===== Exercise data =====

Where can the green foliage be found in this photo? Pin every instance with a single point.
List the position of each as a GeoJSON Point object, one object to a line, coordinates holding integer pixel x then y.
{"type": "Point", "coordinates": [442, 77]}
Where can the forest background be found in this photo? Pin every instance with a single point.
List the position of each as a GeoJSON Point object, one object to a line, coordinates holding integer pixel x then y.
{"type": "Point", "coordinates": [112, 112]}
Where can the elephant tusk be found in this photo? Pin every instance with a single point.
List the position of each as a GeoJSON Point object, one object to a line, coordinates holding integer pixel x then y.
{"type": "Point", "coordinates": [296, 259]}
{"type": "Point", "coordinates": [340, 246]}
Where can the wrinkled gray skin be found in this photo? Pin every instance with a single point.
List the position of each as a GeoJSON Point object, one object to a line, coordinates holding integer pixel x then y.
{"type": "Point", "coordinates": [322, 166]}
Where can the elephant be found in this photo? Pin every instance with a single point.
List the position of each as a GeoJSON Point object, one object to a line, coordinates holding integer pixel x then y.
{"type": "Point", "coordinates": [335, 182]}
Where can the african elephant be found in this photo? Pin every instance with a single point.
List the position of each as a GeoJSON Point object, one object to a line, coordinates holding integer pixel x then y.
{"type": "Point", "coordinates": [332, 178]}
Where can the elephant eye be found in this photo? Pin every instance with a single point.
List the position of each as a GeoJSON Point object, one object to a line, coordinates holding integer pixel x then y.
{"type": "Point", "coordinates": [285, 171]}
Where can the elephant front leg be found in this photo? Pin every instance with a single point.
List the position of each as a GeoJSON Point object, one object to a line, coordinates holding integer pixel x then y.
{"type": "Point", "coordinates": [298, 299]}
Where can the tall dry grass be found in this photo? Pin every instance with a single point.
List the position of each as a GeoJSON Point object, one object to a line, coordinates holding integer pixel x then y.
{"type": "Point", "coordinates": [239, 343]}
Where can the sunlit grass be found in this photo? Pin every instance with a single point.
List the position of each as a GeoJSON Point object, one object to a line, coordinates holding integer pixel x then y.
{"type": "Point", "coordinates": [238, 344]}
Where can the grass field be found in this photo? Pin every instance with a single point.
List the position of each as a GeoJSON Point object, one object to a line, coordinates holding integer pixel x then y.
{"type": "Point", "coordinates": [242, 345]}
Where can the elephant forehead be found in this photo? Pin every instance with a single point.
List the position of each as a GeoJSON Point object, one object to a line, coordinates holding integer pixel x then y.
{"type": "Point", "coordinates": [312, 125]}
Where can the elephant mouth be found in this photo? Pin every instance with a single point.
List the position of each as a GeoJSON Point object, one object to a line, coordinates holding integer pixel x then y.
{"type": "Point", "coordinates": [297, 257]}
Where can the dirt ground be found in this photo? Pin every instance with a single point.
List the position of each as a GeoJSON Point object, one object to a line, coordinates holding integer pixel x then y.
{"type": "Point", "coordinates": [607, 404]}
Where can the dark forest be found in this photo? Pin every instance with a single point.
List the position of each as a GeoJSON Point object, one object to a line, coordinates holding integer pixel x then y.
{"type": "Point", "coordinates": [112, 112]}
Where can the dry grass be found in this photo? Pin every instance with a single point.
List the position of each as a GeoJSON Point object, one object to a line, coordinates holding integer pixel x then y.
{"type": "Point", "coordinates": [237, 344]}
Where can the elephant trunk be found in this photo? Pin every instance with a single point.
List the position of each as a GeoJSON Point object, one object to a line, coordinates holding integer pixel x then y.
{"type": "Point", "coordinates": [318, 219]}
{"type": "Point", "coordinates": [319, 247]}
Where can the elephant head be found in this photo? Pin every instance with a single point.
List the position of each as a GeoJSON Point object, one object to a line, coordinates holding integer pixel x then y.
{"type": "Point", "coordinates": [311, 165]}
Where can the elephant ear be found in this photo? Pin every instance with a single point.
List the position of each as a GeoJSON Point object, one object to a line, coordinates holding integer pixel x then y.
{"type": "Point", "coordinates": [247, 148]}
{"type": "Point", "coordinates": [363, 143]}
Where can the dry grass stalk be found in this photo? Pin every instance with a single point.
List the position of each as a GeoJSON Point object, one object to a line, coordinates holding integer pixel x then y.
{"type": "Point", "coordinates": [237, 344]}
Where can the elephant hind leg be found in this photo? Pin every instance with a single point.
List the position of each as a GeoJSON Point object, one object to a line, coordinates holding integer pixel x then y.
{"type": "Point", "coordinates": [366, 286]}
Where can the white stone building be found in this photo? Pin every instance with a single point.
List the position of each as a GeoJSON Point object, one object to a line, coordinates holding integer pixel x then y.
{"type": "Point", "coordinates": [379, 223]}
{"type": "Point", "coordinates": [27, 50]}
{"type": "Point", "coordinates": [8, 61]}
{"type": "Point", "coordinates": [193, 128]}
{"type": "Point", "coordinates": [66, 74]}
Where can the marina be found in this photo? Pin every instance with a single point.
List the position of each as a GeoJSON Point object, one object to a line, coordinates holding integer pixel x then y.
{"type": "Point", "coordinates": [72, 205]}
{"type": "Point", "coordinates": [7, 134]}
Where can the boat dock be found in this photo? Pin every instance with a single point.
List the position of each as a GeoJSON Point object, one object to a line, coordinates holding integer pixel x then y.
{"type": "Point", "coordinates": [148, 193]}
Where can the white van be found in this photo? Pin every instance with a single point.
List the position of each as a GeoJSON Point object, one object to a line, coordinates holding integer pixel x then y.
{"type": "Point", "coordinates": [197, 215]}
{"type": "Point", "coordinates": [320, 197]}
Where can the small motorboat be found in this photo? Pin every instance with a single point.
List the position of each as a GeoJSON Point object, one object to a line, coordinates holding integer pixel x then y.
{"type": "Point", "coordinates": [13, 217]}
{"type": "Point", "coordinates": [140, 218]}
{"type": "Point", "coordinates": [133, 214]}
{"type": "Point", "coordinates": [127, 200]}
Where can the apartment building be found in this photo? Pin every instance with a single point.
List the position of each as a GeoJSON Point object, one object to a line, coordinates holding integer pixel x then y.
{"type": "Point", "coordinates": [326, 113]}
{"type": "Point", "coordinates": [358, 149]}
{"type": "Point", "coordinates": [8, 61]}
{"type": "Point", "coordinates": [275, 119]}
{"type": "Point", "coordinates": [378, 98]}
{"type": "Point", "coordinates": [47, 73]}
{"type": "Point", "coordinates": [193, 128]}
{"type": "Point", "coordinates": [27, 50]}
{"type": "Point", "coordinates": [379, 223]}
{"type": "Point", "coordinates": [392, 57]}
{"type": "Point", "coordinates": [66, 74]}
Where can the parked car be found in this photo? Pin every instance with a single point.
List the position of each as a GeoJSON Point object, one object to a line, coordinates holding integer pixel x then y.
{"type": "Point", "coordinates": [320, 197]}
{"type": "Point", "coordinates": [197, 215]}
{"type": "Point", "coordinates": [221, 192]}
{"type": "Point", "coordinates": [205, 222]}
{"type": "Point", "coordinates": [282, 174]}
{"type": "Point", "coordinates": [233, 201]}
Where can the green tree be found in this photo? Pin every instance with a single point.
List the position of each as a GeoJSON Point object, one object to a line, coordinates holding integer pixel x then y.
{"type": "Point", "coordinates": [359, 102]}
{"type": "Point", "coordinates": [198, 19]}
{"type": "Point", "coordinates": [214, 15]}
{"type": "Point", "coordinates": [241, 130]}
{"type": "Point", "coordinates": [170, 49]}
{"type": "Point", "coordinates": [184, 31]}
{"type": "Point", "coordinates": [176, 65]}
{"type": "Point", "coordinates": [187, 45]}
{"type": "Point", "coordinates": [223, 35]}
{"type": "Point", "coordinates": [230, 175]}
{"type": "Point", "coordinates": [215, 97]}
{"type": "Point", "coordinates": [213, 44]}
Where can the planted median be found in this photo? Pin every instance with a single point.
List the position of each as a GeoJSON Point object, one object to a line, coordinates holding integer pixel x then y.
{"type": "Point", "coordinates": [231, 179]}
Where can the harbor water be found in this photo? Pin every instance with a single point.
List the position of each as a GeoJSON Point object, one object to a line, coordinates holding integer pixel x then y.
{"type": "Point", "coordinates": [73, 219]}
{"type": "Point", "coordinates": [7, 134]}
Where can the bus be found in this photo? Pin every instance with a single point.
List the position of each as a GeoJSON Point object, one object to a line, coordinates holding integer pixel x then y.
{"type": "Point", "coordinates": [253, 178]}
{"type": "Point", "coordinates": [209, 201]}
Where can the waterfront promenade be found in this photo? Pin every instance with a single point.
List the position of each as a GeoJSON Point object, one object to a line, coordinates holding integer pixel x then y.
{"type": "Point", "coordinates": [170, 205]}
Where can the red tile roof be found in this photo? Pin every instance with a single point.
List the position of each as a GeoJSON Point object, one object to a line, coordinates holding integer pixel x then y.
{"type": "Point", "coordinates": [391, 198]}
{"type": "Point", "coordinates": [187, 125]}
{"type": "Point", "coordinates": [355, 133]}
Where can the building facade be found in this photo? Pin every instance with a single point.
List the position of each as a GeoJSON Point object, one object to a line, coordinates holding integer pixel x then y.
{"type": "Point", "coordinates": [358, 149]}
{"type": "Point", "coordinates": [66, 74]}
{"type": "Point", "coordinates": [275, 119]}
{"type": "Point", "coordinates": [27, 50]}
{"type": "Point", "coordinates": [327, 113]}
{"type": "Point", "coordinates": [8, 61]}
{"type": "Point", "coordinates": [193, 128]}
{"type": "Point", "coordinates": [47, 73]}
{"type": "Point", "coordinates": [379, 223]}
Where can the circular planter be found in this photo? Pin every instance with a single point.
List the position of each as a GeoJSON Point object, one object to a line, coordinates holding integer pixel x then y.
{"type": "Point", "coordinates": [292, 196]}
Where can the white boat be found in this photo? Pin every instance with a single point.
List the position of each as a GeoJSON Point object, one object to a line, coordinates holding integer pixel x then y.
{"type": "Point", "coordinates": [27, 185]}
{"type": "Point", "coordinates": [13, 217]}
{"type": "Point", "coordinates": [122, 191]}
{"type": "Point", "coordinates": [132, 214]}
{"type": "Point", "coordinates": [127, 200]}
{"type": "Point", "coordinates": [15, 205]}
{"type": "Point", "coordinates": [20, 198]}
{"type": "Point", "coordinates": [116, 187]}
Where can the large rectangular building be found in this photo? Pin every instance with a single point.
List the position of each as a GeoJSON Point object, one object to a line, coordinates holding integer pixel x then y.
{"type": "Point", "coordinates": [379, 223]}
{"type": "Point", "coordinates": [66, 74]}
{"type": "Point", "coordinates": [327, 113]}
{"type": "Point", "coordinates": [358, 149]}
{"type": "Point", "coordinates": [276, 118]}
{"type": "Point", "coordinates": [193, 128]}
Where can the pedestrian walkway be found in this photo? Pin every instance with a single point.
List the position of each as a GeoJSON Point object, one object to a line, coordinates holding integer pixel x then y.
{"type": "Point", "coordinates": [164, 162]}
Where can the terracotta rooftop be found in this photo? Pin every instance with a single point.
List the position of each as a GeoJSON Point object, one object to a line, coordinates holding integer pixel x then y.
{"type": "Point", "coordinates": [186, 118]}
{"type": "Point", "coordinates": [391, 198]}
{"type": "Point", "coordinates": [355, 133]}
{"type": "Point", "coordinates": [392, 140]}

=====
===== Exercise data =====

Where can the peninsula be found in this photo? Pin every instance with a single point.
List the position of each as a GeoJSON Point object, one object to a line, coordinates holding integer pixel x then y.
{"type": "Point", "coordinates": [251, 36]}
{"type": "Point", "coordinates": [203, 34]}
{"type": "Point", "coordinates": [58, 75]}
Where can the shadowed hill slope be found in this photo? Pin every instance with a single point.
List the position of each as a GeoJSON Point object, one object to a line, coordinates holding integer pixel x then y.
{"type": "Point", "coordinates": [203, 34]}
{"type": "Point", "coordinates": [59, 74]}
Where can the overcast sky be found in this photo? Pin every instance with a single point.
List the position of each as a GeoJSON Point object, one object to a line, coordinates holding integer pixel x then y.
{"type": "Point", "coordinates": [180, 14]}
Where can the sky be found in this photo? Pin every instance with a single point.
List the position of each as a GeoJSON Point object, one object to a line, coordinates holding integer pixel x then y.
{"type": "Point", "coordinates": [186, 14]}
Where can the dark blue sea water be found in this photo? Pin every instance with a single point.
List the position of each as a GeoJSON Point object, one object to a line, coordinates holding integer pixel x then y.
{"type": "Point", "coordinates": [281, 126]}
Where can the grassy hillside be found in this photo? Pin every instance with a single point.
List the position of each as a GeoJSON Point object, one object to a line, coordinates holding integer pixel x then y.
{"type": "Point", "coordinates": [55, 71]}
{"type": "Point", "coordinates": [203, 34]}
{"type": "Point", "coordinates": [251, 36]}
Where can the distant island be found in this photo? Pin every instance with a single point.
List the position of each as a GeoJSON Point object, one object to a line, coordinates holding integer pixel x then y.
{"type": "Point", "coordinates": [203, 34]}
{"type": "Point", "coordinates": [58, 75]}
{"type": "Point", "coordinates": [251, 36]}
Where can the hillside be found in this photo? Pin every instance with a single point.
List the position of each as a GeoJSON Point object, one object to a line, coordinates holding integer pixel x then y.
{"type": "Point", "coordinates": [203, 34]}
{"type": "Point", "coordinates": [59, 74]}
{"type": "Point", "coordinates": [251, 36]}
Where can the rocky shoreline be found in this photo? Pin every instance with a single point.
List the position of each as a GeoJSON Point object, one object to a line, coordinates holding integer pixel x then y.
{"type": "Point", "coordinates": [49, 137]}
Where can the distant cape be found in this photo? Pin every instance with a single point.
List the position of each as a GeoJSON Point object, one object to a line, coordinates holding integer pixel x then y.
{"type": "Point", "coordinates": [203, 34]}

=====

• What you are asked to do:
Among the entries above, find the line with "Where can the green foliage" and the line with "Where can the elephant tusk"; give again exactly these two lines and all lines between them.

• Task response:
Where can the green foliage be found in this photo? Pin every instance with a single point.
List the position of each as a GeoJSON Point object, one object to a line, coordinates holding integer pixel x then y.
{"type": "Point", "coordinates": [442, 77]}
Where can the forest background be found in this photo? Pin every instance with a single point.
List the position of each as a GeoJSON Point object, one object to a line, coordinates holding integer pixel x then y.
{"type": "Point", "coordinates": [112, 112]}
Where can the elephant tusk be found in this photo? Pin every instance with a single point.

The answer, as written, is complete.